Only the lines below from the one with "Could you point out the child's face" through the one with "Could you point out the tree branch" are to be written out, exactly and without any images.

=== Section Start ===

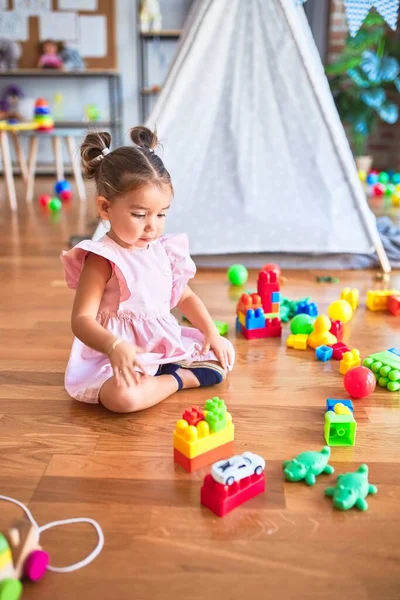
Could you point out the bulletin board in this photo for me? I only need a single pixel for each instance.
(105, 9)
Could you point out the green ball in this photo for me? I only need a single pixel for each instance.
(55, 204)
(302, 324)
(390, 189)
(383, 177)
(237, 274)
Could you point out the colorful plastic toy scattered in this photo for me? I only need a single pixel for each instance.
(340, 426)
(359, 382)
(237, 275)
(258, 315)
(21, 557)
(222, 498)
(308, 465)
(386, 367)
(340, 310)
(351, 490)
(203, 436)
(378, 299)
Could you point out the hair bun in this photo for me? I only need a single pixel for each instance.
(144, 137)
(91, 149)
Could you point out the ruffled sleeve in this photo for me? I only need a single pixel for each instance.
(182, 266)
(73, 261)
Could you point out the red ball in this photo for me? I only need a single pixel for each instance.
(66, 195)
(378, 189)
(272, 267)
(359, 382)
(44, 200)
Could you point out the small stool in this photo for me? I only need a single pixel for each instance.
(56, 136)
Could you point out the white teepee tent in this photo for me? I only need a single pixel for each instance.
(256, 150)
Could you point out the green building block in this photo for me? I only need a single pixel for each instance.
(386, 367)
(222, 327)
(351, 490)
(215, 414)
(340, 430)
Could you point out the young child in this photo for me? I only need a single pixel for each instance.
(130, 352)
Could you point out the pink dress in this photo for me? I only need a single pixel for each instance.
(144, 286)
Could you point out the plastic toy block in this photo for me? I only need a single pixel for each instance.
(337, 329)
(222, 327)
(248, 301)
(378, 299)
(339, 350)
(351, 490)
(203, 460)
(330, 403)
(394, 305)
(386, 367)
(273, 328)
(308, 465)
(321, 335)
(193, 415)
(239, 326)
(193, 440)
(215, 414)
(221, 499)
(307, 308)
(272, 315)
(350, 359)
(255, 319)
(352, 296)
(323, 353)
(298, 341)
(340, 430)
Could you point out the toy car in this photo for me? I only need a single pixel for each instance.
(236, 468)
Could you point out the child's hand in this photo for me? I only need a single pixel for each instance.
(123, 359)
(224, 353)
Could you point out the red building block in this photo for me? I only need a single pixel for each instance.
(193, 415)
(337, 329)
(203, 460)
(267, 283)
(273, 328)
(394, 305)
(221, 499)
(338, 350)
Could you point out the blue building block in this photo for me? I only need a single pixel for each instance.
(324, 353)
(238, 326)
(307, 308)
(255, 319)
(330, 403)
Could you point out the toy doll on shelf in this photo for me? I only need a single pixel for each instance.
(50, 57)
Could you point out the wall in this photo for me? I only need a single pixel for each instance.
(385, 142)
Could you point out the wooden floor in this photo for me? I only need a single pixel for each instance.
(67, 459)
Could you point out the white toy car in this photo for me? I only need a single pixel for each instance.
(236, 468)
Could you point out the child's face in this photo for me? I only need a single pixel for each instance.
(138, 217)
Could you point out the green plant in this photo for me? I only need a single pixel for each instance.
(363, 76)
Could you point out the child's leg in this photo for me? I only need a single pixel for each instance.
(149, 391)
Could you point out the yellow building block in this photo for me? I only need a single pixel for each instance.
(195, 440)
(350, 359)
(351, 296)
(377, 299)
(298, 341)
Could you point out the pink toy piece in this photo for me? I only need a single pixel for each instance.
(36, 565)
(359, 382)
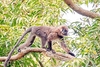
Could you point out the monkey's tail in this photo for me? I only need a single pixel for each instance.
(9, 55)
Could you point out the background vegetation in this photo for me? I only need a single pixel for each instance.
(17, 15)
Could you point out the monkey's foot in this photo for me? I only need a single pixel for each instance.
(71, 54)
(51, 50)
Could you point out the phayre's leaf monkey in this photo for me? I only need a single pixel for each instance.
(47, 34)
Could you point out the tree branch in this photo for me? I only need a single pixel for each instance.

=== Section End ===
=== Section Start ===

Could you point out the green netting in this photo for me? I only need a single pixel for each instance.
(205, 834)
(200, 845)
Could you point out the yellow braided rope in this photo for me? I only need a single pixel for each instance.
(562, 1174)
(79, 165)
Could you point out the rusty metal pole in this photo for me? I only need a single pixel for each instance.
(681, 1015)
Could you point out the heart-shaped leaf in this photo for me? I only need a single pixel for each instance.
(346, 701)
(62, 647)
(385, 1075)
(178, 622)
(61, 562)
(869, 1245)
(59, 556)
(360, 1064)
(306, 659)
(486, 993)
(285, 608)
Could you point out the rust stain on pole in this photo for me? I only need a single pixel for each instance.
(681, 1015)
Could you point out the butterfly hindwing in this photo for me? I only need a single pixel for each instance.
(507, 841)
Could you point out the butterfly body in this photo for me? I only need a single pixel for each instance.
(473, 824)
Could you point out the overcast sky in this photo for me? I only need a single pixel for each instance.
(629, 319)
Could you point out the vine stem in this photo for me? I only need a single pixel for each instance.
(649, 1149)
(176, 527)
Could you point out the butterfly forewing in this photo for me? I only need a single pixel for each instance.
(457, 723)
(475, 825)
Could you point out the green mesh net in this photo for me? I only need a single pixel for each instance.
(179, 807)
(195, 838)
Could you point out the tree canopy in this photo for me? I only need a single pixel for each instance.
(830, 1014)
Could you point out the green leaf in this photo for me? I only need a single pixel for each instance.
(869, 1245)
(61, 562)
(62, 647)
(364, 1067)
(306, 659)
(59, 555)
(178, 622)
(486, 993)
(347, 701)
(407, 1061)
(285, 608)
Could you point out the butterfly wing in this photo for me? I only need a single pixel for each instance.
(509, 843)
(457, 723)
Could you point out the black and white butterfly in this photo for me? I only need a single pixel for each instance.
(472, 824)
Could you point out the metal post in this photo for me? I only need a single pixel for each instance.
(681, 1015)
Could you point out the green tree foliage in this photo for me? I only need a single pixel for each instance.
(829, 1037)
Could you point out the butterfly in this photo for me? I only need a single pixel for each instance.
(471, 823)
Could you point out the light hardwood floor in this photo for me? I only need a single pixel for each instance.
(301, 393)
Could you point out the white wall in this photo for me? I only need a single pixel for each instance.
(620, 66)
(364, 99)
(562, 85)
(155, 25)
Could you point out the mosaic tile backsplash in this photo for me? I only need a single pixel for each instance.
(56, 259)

=== Section End ===
=== Section Start ===

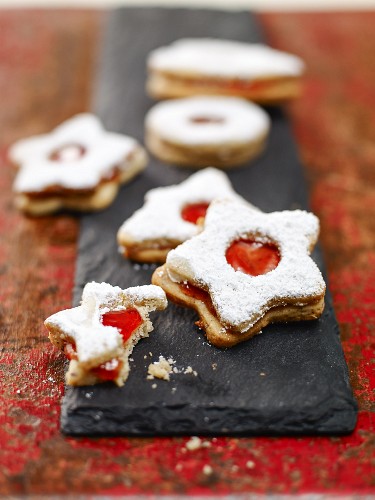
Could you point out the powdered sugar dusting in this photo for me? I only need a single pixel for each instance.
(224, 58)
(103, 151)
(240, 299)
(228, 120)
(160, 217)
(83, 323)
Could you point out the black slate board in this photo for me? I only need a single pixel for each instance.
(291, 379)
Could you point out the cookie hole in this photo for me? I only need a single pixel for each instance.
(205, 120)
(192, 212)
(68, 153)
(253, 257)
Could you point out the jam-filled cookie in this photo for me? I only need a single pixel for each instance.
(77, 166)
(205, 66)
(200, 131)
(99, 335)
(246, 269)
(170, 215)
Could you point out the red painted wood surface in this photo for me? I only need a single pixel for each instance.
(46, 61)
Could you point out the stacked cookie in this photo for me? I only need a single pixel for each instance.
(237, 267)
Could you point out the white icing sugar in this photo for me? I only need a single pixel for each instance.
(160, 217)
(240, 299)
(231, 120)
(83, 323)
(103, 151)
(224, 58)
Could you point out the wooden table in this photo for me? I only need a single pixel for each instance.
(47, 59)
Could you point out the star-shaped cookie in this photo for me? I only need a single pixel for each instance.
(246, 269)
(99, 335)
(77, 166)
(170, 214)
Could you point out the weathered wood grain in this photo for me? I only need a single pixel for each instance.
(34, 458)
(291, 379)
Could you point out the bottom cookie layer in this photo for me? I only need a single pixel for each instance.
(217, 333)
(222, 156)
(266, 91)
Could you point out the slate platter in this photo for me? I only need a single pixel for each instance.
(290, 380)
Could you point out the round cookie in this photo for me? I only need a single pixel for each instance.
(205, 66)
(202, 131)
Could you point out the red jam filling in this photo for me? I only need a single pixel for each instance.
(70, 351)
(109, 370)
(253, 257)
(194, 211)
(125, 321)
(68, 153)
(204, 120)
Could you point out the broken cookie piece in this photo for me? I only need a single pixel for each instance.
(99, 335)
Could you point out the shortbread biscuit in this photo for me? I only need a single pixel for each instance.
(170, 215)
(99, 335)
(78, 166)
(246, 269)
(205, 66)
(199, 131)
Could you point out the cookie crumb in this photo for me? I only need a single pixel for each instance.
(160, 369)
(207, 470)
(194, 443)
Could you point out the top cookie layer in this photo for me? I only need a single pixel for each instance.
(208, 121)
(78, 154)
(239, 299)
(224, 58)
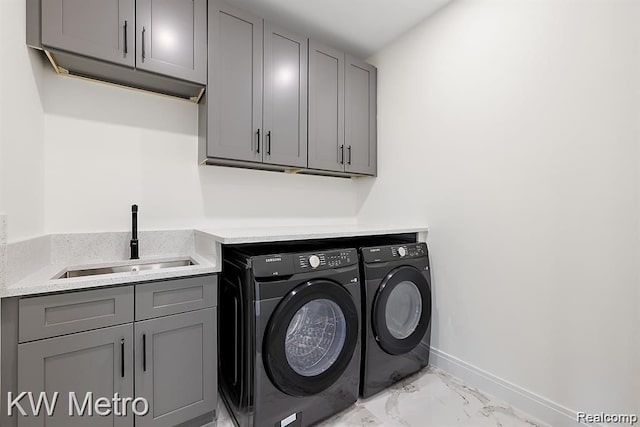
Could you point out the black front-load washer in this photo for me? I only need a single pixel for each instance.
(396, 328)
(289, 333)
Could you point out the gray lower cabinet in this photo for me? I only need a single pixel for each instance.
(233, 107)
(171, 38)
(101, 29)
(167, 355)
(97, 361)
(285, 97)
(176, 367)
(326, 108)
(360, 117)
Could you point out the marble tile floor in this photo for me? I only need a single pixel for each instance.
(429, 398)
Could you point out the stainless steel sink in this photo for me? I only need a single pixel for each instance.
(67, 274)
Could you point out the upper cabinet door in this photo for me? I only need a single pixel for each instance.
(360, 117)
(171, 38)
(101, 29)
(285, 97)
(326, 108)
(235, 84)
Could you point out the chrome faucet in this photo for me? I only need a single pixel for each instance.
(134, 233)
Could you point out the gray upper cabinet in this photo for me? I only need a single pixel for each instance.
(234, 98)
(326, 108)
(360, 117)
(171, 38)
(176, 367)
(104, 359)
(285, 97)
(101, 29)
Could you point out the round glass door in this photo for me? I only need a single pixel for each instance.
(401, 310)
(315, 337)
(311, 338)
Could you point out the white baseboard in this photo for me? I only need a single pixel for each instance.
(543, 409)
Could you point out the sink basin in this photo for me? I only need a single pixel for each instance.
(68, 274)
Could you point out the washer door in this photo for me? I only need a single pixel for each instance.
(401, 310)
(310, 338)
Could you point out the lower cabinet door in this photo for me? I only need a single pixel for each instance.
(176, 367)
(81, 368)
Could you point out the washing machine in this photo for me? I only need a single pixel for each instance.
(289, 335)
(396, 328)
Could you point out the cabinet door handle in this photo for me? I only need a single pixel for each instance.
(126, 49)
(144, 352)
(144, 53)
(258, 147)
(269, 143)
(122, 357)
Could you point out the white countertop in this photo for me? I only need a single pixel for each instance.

=== Section End ===

• [OUTPUT OF THE TASK]
Could you point out the child's face in this photo for me? I only need a single pixel for each instance.
(138, 217)
Could you point out the green plant in this photo for me? I only need a single pixel for each instance.
(363, 76)
Could you point out the child's leg in this photo for me? I only need a single pixel for each instance.
(149, 391)
Could you point out the yellow building block in this photo for me? I only need a single pixel for each instance.
(195, 440)
(350, 359)
(351, 296)
(377, 299)
(298, 341)
Could you point out the pink toy piece in this photo for me? I only need a single pixel for each instance.
(36, 565)
(359, 382)
Could you point out the monkey's tail in this photo for me? I only need a single pixel for each instance.
(9, 55)
Could you point out the background vegetation in this photo for me? I only need a single pixel for each instance.
(17, 15)
Could you point out the monkey's foot in this photo for me? I only need a single pixel for each instance.
(71, 54)
(51, 50)
Could you point out the phayre's leaf monkey in this photo for me? I only need a single pixel for each instance.
(47, 34)
Could you point out the tree branch in this photo for me? I only need a single pixel for each instance.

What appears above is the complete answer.